"""
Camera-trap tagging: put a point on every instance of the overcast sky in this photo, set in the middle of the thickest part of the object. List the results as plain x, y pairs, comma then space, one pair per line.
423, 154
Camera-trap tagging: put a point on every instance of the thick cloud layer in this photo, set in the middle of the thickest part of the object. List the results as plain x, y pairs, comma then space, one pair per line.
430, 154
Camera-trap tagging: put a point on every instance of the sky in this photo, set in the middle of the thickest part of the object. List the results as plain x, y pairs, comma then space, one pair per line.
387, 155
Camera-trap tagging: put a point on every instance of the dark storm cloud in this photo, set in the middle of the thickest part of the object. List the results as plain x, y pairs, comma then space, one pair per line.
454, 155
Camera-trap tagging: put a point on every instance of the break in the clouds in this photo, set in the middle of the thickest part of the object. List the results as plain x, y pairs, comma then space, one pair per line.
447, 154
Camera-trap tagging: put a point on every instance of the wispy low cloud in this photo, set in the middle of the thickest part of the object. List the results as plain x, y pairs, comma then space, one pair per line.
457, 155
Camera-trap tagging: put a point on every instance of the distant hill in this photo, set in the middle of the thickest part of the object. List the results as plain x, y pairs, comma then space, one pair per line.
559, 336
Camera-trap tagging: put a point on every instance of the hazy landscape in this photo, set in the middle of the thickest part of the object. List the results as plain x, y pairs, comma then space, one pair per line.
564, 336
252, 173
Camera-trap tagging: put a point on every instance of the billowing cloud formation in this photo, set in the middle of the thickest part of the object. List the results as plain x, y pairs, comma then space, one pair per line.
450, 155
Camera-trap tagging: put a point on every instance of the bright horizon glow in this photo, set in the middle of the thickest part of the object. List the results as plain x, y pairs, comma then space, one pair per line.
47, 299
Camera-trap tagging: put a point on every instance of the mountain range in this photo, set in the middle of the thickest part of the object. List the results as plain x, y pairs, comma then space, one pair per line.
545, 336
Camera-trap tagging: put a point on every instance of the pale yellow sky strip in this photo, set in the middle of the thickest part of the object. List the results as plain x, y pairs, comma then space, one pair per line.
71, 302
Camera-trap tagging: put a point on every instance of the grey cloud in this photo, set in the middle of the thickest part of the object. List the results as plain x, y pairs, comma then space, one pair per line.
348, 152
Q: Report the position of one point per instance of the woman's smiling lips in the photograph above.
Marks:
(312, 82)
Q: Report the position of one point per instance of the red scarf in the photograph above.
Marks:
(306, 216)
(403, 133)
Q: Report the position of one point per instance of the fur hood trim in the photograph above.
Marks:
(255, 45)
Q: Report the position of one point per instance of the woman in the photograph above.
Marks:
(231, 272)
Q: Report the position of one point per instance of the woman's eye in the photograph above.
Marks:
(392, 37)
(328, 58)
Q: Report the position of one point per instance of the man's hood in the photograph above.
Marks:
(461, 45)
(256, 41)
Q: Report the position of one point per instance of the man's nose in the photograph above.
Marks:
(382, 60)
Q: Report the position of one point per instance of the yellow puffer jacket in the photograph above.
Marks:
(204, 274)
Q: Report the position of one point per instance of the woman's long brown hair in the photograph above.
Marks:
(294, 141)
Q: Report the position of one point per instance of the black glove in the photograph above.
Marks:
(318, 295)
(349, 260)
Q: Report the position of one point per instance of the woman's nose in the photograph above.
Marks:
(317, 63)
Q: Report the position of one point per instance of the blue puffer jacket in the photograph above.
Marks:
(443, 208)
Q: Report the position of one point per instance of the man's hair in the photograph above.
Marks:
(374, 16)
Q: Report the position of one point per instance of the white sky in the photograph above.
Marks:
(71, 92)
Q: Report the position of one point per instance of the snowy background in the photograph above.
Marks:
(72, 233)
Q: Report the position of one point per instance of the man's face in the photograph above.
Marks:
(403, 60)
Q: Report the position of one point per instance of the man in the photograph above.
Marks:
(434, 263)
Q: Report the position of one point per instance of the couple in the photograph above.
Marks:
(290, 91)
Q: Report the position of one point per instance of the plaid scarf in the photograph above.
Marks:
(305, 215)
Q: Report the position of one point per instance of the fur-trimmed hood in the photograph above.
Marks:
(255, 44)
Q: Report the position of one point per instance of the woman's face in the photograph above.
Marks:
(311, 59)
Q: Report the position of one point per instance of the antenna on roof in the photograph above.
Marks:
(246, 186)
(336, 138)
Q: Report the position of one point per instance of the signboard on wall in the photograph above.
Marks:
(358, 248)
"""
PROBLEM TO WORK ON: Gather every line from the listing above in which "face" appears, and copy those lines.

EXERCISE SOLUTION:
Q: Report the position of one point per instance of the man's face in the photograph above.
Q: Report the position of one point per instance of the woman's face in the photograph above.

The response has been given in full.